▶ _Written problem_
In the blog passage, reproduce word for word the stretch that begins at "This is a very" and stops after "the human spirit.".

I was at my uncle's meat processing plant on Saturday cleaning up the trash in the front yard before I cut the grass when I ran into a very stunning reminder of what it means to be vigilant.  This butcher shop is located in one of the worst areas of Milwaukee and let's just say that one finds some particularly interesting garbage along the small strip of grass between the building and 35th Street.  As I reached down to pick up a coffee cup I found something sticking straight up in the air, slightly hidden in the grass.  A hypodermic needle.  I came not more than an inch from being stuck by it and having all the trauma and associated stress that comes with that, but I missed it.  Such a clever metaphor someone somewhere had left for me in the grass.

As I go through my life picking up the trash that has been left behind, I must remain forever vigilant or I will get stuck.  My addiction is always there, waiting to swallow me whole.  It is a fearless enemy that never needs to eat, sleep or drink.  It is resilient, will never give up and if I let it, it will destroy me once again.  Maybe next time it does I will actually make that long dive into the Hudson River, but I'm not going to let that happen.  You see, it was for that reason that I set the fire this evening.  I set that fire to put one distraction that had its foot on my throat out of its misery.  I don't need her preventing from the one thing that I need to focus on right now.  Me.

For that, she had to burn. 




The Unlearned Mind




 This is a very difficult subject for a know it all such as myself to write about, but I have been realizing lately that being a know it all means you know nothing at all.

"The only way you'll ever learn a thing is to admit that you know absolutely nothing"

Ah, how the lyrics of the songs I have been listening to for years sound so different when they finally make sense.  The problem with a know it all is that they have a full cup of tea, as I wrote about last night.  There is no room for new knowledge in their minds and they cling to the foolish ways of the past.  The learned mind is one full of the impossibilities of life.  The learned mind sees only what it wants to see and believes what it has been taught.  This action in itself limits the human mind and destroys the unlimited potential of the human spirit. 

If you read the news often enough you will hear stories of a grandmother or a mother who lifts a two thousand pound car off of a small child.  Think about that for a second.  Realize that it is an impossibility.  Think logically.  If you put that weight on most any human being's shoulders their arms would rip out of their sockets.  However, for some reason it was possible for these people.  Something in their minds activated and they truly believed that they could lift a ton's worth of mangled steel off of a child.  When they believed, they succeeded.  Scientists call it a singularity, something which has no possible explanation, but somehow is possible. 

In 1963 Thich Quang Duc was set on fire and burned to death on a busy Saigon street while protesting the Vietnam war.  Take a moment and think about his action.  As he burned he sat in peaceful silence, meditating while the flames consumed his flesh.  This in itself is an impossibility.  Think about the last time you were really burned and the pain that it caused, I bet it was excruciating and caused you to cringe, did it not?  He did not stop, drop or roll; instead he sat peacefully as he burned to death.  The thing about Thich Quang Duc was that he had removed the element of pain from his mind completely.  He truly exemplified the unlearned mind.

▶ _Data_

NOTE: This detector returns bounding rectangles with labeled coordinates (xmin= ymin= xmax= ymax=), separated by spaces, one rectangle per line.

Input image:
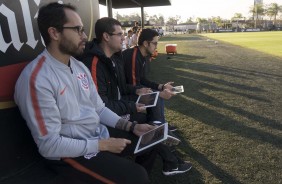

▶ _Full output_
This is a very difficult subject for a know it all such as myself to write about, but I have been realizing lately that being a know it all means you know nothing at all.

"The only way you'll ever learn a thing is to admit that you know absolutely nothing"

Ah, how the lyrics of the songs I have been listening to for years sound so different when they finally make sense.  The problem with a know it all is that they have a full cup of tea, as I wrote about last night.  There is no room for new knowledge in their minds and they cling to the foolish ways of the past.  The learned mind is one full of the impossibilities of life.  The learned mind sees only what it wants to see and believes what it has been taught.  This action in itself limits the human mind and destroys the unlimited potential of the human spirit.